▶ **Written request**: Return all the data below as it stands, minus the pictures.

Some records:
——————————

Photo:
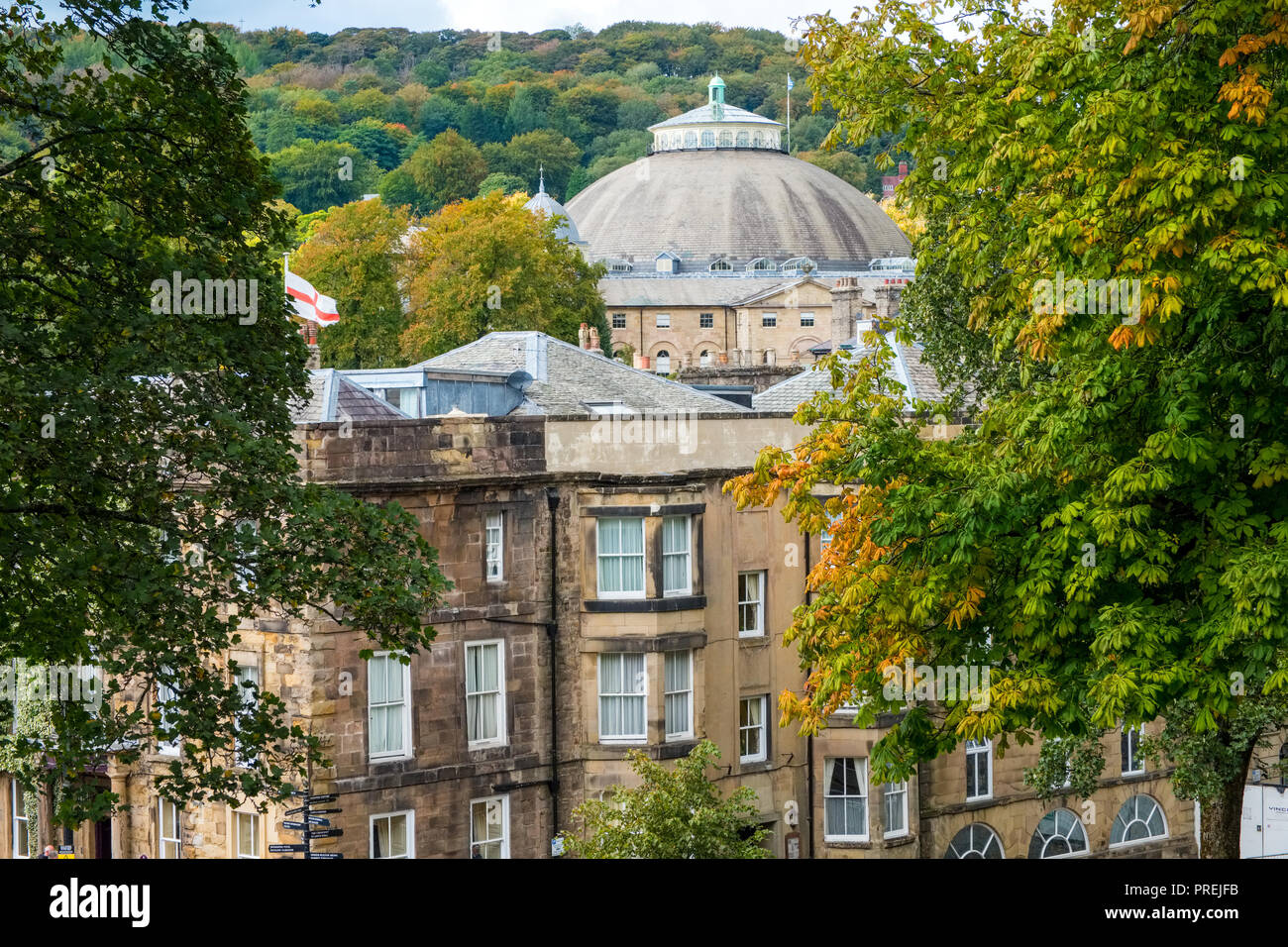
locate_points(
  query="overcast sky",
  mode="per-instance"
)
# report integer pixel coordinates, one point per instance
(507, 16)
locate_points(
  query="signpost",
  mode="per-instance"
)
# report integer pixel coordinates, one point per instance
(310, 818)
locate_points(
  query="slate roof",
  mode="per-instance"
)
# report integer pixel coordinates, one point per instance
(576, 376)
(917, 377)
(334, 398)
(704, 115)
(742, 202)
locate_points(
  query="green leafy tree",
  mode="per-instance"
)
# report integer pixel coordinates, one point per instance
(447, 169)
(323, 174)
(143, 444)
(353, 257)
(506, 183)
(673, 813)
(489, 264)
(1113, 540)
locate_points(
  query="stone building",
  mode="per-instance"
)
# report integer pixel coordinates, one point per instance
(721, 249)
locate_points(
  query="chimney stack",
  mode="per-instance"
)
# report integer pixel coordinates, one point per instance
(846, 299)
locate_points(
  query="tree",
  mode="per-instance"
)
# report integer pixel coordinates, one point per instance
(673, 813)
(353, 257)
(151, 491)
(447, 169)
(489, 264)
(323, 174)
(506, 183)
(1113, 540)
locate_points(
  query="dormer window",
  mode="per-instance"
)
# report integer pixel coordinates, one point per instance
(799, 264)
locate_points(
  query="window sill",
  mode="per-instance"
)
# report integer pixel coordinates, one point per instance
(679, 603)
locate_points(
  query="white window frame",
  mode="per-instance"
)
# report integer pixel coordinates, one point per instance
(162, 839)
(687, 733)
(759, 630)
(257, 836)
(248, 672)
(600, 556)
(861, 767)
(687, 553)
(505, 823)
(167, 693)
(493, 549)
(390, 815)
(977, 748)
(18, 814)
(406, 751)
(890, 791)
(1132, 735)
(642, 680)
(1136, 817)
(498, 694)
(763, 754)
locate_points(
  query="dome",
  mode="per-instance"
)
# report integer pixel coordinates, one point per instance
(742, 204)
(548, 205)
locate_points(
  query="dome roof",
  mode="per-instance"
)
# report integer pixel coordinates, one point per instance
(548, 205)
(732, 202)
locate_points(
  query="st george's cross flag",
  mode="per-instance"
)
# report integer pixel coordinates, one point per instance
(309, 303)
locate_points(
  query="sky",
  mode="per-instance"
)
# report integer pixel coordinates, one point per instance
(505, 16)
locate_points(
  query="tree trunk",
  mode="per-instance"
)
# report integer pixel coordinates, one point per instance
(1222, 817)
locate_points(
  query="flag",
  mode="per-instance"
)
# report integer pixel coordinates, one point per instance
(308, 302)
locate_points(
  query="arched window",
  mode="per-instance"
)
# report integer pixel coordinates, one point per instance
(1140, 819)
(1059, 834)
(975, 840)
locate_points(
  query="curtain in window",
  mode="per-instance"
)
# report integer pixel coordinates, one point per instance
(675, 554)
(845, 808)
(482, 685)
(487, 828)
(390, 838)
(621, 702)
(678, 692)
(621, 554)
(386, 699)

——————————

▶ **Expected output**:
Photo:
locate_points(
  query="overcast sky",
  mode="per-instance"
)
# report integer pixel coordinates, one point per instance
(507, 16)
locate_points(
  query="signpost",
  mode="per-instance"
)
# report integer pixel coordinates, one point per instance
(310, 818)
locate_points(
  query="slate roof",
  mode="per-instance"
)
# report integer pixel coordinates, one point per instance
(576, 376)
(917, 377)
(334, 398)
(704, 115)
(742, 202)
locate_points(
  query="green leafy tree",
  mode="per-instance"
)
# report integer pixel coordinates, one point per instance
(447, 169)
(323, 174)
(143, 444)
(353, 257)
(506, 183)
(673, 813)
(489, 264)
(1113, 540)
locate_points(
  query="stone building",
  mode="per-instance"
)
# report integer pixel coordinates, one point per instance
(721, 249)
locate_points(
  query="chimney stack",
  mode="per-instance"
)
# report integer pixel coordinates, one point per instance
(846, 299)
locate_points(
  query="tree",
  mode="per-instance"
)
# report integer pixel coordinates, one point per instance
(673, 813)
(353, 257)
(151, 491)
(447, 169)
(489, 264)
(323, 174)
(506, 183)
(1113, 540)
locate_points(
  query="dormer window",
  mode="per-instance"
)
# report integer pixel coordinates, one point per instance
(799, 264)
locate_points(
  query="window sill",
  mode="per-instance"
)
# report integer pixel coordinates, one point per instance
(679, 603)
locate_points(
  query="white window frame",
  mode="per-instance"
)
# report integer pixel coordinates, one point per instance
(162, 839)
(687, 733)
(759, 630)
(257, 836)
(248, 672)
(600, 556)
(861, 767)
(687, 553)
(505, 823)
(167, 693)
(493, 549)
(390, 815)
(977, 748)
(18, 814)
(406, 751)
(890, 791)
(1132, 735)
(642, 680)
(1136, 817)
(498, 694)
(763, 754)
locate_points(
  query="dome",
  mode="per-instance"
)
# report integer pixel coordinates, one point per instance
(742, 204)
(548, 205)
locate_points(
  query="dome roof",
  mode="per-instance"
)
# report integer pixel coordinates, one point per instance
(548, 205)
(732, 202)
locate_points(
  query="st george's cross flag",
  mode="per-instance"
)
# report integer pixel coordinates, one point per instance
(309, 303)
locate_points(
  query="sky",
  mode="per-instance"
)
# report integer pixel coordinates, one point per instance
(505, 16)
locate_points(
  query="tree trunk",
  mode="per-instance"
)
# report integer pixel coordinates, one point per instance
(1222, 817)
locate_points(
  query="flag",
  mode="per-instance"
)
# report integer pixel coordinates, one point per instance
(308, 302)
locate_points(
  query="arched window",
  mode="per-instance"
)
# report integer pixel coordinates, one point per instance
(1140, 819)
(1059, 834)
(975, 840)
locate_points(
  query="curtain in window",
  mode="per-instance"
)
# report integer pixel coordinates, one point per instance
(675, 554)
(845, 808)
(482, 685)
(487, 828)
(390, 838)
(621, 702)
(678, 692)
(621, 554)
(386, 699)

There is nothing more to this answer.